*BRIEF*
Your task is to repeat exactly the lines below between the line holding "[indicate] the decorative" and the line holding "[indicate] the white trim", inclusive, and only those.

*RECORDS SUPPLIED*
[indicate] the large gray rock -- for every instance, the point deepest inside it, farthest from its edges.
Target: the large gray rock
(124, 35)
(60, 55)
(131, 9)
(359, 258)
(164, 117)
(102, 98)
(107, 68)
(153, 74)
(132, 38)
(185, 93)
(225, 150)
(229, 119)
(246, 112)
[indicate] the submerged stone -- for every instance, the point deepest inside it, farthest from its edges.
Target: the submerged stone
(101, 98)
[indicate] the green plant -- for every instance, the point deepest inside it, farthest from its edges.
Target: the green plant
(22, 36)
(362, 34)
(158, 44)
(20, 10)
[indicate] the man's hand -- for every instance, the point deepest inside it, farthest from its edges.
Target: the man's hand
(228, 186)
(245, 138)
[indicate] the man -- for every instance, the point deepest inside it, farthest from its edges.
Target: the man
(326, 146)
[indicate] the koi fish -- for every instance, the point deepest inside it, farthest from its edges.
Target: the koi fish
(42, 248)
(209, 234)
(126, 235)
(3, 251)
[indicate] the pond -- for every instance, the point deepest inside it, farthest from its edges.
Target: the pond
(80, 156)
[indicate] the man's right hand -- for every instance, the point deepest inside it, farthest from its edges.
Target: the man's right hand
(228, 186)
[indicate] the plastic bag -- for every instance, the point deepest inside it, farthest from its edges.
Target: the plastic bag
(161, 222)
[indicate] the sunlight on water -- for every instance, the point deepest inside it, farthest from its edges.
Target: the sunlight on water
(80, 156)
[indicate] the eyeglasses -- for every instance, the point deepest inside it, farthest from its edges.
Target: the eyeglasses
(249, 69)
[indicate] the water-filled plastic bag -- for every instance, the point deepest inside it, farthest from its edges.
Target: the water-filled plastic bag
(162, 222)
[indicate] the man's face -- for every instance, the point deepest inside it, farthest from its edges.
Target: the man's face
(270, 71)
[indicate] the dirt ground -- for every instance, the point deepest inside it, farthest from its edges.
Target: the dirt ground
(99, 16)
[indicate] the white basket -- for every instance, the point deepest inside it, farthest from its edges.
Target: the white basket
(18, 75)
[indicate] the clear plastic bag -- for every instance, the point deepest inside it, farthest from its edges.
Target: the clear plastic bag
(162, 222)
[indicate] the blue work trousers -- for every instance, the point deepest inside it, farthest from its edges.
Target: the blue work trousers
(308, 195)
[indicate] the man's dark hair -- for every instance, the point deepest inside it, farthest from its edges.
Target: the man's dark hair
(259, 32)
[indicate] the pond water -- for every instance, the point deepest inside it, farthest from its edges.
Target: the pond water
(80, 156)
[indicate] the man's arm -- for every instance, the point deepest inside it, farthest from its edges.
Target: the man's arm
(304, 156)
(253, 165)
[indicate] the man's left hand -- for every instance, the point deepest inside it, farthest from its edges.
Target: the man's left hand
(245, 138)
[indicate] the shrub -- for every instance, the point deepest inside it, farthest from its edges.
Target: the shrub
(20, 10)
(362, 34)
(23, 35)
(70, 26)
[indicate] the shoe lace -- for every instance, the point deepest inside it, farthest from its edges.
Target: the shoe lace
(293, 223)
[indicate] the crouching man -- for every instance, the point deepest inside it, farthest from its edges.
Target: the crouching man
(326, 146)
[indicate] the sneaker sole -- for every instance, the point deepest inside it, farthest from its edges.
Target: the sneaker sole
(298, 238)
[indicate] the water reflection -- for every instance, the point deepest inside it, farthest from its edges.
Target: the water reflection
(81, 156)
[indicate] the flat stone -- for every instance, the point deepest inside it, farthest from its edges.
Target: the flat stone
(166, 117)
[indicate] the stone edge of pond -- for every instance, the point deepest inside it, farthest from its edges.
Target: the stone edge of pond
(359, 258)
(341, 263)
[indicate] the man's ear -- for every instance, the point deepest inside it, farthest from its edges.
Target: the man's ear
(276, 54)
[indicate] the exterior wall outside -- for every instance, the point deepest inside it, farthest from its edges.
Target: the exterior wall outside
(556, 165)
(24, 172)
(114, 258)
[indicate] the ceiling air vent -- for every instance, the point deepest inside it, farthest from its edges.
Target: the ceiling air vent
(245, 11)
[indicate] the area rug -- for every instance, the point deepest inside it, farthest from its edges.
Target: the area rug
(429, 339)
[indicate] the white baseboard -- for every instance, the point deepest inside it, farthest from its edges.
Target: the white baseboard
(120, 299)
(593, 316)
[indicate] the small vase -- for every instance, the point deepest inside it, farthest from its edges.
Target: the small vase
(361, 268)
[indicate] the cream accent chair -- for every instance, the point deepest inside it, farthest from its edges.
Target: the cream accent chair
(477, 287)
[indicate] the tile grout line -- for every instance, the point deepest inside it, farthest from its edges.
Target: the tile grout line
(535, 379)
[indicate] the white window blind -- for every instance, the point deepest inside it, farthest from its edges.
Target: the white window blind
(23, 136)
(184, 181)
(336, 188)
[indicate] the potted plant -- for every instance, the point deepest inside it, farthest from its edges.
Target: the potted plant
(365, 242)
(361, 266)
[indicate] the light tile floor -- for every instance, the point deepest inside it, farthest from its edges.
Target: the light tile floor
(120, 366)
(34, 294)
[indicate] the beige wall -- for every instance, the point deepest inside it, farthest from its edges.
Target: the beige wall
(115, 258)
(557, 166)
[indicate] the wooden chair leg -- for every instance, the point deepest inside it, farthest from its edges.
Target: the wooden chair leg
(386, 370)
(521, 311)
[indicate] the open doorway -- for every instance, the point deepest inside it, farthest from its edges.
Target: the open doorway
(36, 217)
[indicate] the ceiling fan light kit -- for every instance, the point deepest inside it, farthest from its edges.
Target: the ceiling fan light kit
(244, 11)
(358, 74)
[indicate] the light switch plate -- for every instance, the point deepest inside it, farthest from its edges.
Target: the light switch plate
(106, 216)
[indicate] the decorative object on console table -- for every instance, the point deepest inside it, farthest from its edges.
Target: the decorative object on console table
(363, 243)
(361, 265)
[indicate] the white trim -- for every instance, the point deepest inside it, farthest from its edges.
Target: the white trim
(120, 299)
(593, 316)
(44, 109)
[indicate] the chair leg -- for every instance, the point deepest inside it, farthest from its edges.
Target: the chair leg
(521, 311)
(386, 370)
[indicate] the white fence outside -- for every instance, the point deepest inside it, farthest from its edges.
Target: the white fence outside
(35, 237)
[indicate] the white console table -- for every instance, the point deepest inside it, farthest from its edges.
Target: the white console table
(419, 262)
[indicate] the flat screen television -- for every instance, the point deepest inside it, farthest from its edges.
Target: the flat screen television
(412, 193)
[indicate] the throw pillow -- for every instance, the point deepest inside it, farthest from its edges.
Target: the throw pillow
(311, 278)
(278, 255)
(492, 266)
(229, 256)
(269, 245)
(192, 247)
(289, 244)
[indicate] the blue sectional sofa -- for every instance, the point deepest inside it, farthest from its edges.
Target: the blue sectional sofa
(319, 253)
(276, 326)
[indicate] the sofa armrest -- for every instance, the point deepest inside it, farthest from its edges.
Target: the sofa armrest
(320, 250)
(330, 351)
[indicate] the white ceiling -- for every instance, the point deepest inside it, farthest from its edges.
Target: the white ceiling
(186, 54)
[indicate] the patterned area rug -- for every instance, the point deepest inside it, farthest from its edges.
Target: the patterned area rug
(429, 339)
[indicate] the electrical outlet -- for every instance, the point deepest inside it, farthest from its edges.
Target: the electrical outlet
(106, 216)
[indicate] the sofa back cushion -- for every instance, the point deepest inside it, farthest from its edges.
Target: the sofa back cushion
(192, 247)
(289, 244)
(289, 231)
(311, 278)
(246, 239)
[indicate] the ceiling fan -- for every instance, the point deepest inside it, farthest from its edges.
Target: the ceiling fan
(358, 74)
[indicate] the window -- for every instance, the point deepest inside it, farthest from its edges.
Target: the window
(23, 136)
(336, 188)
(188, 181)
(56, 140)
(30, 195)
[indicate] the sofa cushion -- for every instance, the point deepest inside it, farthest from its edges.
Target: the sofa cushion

*SOLUTION*
[indicate] the decorative object on console table -- for every instance, the point deepest inside it, farthest from its edges.
Target: the decorative object on console table
(363, 243)
(361, 265)
[indicate] the white trim -- for every instance, the point deepest inside it, farthest from its edges.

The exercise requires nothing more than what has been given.